[Work to complete]:
Answer these questions from the congress report:
(a) Where did the buses take participants on Wednesday?
(b) Who guided the group at the Borodino battlefield?
(c) Who organized the nighttime tour of Moscow?

[Article]:
..........

After a break, the conference got underway with papers that gave an overview of the 1812 campaign. Throughout the day we heard from a wide range of distinguished scholars on topics that covered many aspects of the campaign. You can see the specific papers and presenters in the program elsewhere on this site.

After a long day of papers, participants retired to the bar or dinner to relax with old and new friends.

Tuesday was a continuation of the academic papers from scholars around the world and on a very wide range of topics. Of special interest was the closing roundtable on national historiographies of the Napoleonic Wars. This led to a great deal of discussion on several topics, including the rather interesting question of whether or not Napoleonic history was dead or dying. There seemed to be some agreement that while book sales and interest are down somewhat, in spite of this being the bicentennial of all things Napoleonic, interest in Napoleon would continue to thrive in the future.

On Wednesday we took buses to the Russian State University for the Humanities where we had another very full day of interesting papers. If nothing else, we all learned just how many different topics and approaches were possible in dealing with this subject. After INS President Markham officially closed the academic portion of the congress, we all retired to our hotels to enjoy the company of friends and to rest up for Thursday’s exciting program.

The battlefield of Borodino is one of the best preserved battlefields in the world and we were all excited to have the opportunity to visit it on Thursday. We were not disappointed. Our expert guide from the museum and preserve, Alexander Gorbunov and his wife Olga, took us to all of the important sites and monuments. We investigated the positions of the Russians, French and Poles and began to have a real understanding for how the battle unfolded throughout the day.

We were treated to a light snack, during which time Alexander Gorbunov presented INS President Markham with the medal of the Battlefield of Borodino, struck to commemorate the bicentennial of the battle.

One very moving moment came at the tomb for the unknown soldiers of all the armies. One of our INS Fellows and participants at the congress was General Henri Paris from Paris, France. One of his ancestors died at Borodino, so we had a moment of silence and General Paris placed some flowers on the tomb.

The trip ended with a nice lunch in a complex that included a small private museum full of artifacts from the battlefield.

Moscow is a beautiful city, and never more so than at night. So once we returned from Borodino and had a chance to recover a bit, some of us took advantage of a nighttime tour of Moscow, organized by Allon Klebanoff of Israel. And what a tour it was. Most memorable to many was the Kremlin, The State Historical Museum, GUM, and St Basils, buildings that make up the four sides of Red Square. That area is always beautiful, as befits its name (Red in Russian means beautiful), but at night it is nothing short of amazing!

..........

[Dataset records]:
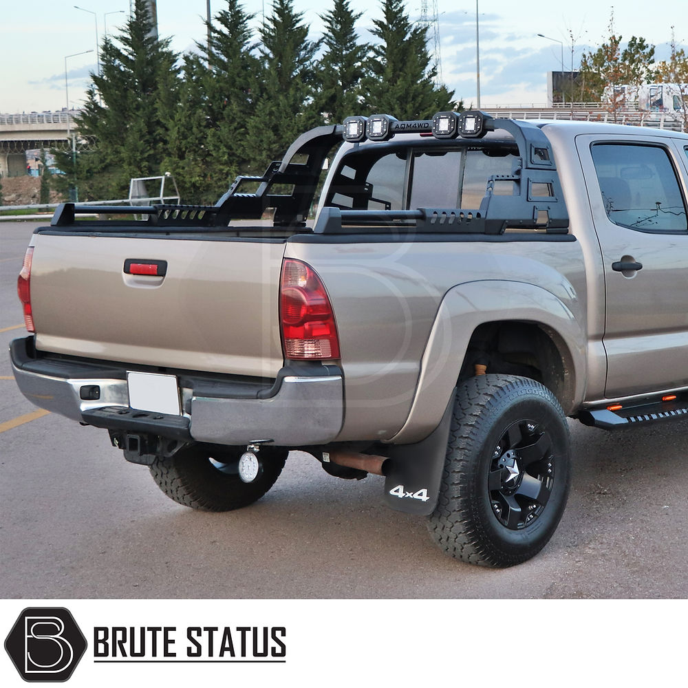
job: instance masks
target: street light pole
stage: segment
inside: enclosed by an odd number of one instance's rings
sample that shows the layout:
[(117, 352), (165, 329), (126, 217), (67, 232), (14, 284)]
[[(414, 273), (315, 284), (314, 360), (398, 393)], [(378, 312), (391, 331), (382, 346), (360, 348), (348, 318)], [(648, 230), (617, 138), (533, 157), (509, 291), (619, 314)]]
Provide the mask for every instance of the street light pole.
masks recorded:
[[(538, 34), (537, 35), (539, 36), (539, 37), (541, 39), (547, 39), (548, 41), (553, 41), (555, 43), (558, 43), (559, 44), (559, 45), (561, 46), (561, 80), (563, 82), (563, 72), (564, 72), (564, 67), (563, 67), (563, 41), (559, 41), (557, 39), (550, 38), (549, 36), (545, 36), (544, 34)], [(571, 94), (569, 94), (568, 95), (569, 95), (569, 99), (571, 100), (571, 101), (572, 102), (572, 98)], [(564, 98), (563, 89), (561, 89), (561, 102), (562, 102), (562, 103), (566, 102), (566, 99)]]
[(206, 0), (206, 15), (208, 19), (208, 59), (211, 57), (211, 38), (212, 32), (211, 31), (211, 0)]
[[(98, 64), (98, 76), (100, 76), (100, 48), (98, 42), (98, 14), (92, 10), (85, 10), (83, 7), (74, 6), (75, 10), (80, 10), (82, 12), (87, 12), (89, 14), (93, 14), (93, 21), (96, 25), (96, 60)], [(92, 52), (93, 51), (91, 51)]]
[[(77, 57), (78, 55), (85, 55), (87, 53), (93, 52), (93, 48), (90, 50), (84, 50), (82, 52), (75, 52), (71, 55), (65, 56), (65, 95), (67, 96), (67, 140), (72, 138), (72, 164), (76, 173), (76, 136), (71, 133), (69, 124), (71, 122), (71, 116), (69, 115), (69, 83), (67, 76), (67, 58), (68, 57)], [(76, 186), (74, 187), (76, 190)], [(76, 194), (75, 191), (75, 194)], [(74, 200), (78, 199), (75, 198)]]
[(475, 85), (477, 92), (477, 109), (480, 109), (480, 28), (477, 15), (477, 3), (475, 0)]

..........

[Answer to this task]:
(a) The Russian State University for the Humanities
(b) Alexander Gorbunov, the expert guide from the museum and preserve, and his wife Olga
(c) Allon Klebanoff of Israel